**To be done:**
1: List the titles of the numbered steps in the installation guide for Selenium and ChromeDriver, leaving out the "STEP" labels.
2: Reproduce verbatim the part of the installation guide for Selenium and ChromeDriver that opens with the words containing "STEP THREE: Moving" and closes with "it using Finder.".

**Passage provided:**

=-=-=

Installing Selenium and ChromeDriver on OS X
Want to use Selenium to scrape with Chrome OS X? Let’s do it!
We’ll need to install a couple things:
- Selenium, which allows you to control browsers from Python
- ChromeDriver, which allows software to control Chrome (like Selenium!)
Installing ChromeDriver
STEP ONE: Downloading ChromeDriver
First, download ChromeDriver from its terribly ugly site. It looks like a scam or like it was put together by a 12 year old, but I promise it’s good and cool and nice.
You’ll want chromedriver_mac64.zip
. That link should download 2.40
, but if you want something more recent just go to the page and download the right thing.
STEP TWO: Unzipping ChromeDriver
Unzip chromedriver_mac64.zip
and it will give you a file called chromedriver
(no extension). This is the magic software!
STEP THREE: Moving ChromeDriver somewhere sensible
Now we need to move ChromeDriver somewhere that Python and Selenium will be able to find it (a.k.a. in your PATH
).
You could do this from the command line, but newer versions of OS X are… problematic, so let’s just do it using Finder.
- Open up a new Finder window (the file browsing thing)
- From the top menu select Go > Go to Folder…
- Type
/usr/local/bin
and click Go - Copy the
chromedriver
file to this folder. If things are going right, it’ll ask you for your password.
Done and done!

=-=-=

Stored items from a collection
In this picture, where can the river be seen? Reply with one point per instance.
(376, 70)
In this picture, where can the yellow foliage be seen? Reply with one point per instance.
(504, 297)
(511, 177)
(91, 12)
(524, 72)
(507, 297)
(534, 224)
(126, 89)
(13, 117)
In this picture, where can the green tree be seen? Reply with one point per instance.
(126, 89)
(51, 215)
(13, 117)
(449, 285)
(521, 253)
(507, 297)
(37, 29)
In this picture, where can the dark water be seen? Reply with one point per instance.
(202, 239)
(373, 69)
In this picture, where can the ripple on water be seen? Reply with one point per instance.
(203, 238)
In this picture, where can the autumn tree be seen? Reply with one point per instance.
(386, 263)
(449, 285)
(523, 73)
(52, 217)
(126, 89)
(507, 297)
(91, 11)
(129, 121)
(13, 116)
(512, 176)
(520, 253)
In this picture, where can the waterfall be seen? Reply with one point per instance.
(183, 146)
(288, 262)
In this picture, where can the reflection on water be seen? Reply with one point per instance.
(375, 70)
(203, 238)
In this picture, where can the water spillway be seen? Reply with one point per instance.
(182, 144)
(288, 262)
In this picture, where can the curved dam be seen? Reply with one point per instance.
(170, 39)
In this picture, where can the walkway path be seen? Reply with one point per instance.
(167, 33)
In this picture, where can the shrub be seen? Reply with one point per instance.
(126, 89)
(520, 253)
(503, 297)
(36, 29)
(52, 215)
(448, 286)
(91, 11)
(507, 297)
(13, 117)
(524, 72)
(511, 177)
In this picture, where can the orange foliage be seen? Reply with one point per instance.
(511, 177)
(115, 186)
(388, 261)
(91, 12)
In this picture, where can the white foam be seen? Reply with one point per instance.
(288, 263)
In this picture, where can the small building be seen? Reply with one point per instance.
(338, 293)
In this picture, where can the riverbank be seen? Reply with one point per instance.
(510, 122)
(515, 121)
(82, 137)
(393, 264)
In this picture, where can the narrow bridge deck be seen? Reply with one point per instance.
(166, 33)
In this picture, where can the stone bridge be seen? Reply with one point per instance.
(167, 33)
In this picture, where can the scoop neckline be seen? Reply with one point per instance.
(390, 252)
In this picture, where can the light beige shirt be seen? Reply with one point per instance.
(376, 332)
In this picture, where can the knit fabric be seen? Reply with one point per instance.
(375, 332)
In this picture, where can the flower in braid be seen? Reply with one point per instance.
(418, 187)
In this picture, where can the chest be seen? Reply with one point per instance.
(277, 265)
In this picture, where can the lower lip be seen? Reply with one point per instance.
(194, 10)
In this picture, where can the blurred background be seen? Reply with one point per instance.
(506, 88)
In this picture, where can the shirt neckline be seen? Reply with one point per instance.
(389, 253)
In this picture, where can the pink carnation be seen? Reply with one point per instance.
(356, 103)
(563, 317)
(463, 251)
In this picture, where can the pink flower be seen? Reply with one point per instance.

=-=-=

**Answers in order:**
1:
Downloading ChromeDriver
Unzipping ChromeDriver
Moving ChromeDriver somewhere sensible

2:
STEP THREE: Moving ChromeDriver somewhere sensible
Now we need to move ChromeDriver somewhere that Python and Selenium will be able to find it (a.k.a. in your PATH
).
You could do this from the command line, but newer versions of OS X are… problematic, so let’s just do it using Finder.